***** SOURCE PASSAGE

Histogram doesn't have any built-in support for weighted data, although it's an interesting idea, and most of the binning algorithms should be amenable to working with it.


That being said, here's a WeightedHistogram function, with some feedback from Andy Ross. It accepts

  • weighted values (in the same format as RandomChoice and EmpiricalDistribution)
  • binning specifications
  • Histogram options.

It doesn't support the height functions, since they'd have to be manually implemented. (This isn't hard, just a bit tedious since there are several of them.)

The implementation creates a representative sample of the data to compute the bins from. This is combined with the list of actual values to make sure we cover the extremes, which might have low weights and otherwise not show up in the sample.

**********

### WHAT THIS EXERCISE ASKS:
1. According to the weighted histogram passage above, what three kinds of input does the WeightedHistogram function accept? List all of them.
2. Return the section of the weighted histogram passage above starting at "Histogram doesn't have" and ending at "several of them.)", copied word for word.

***** RECORD LIST

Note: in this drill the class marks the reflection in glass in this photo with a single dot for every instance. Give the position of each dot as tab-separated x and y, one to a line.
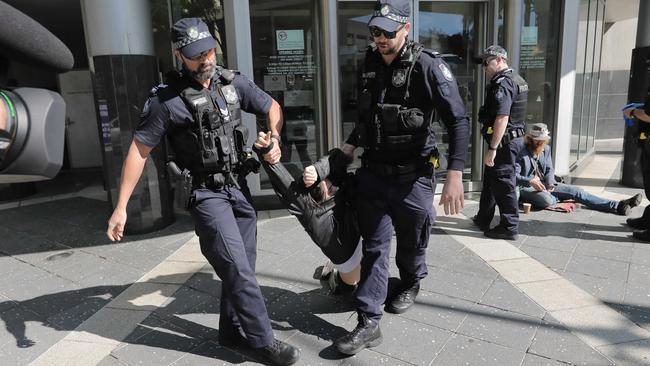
285	65
7	124
353	17
450	28
540	37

**********

### THE RESPONSES:
1.
- Weighted values, in the same format as RandomChoice and EmpiricalDistribution
- Binning specifications
- Histogram options

2.
Histogram doesn't have any built-in support for weighted data, although it's an interesting idea, and most of the binning algorithms should be amenable to working with it.


That being said, here's a WeightedHistogram function, with some feedback from Andy Ross. It accepts

  • weighted values (in the same format as RandomChoice and EmpiricalDistribution)
  • binning specifications
  • Histogram options.

It doesn't support the height functions, since they'd have to be manually implemented. (This isn't hard, just a bit tedious since there are several of them.)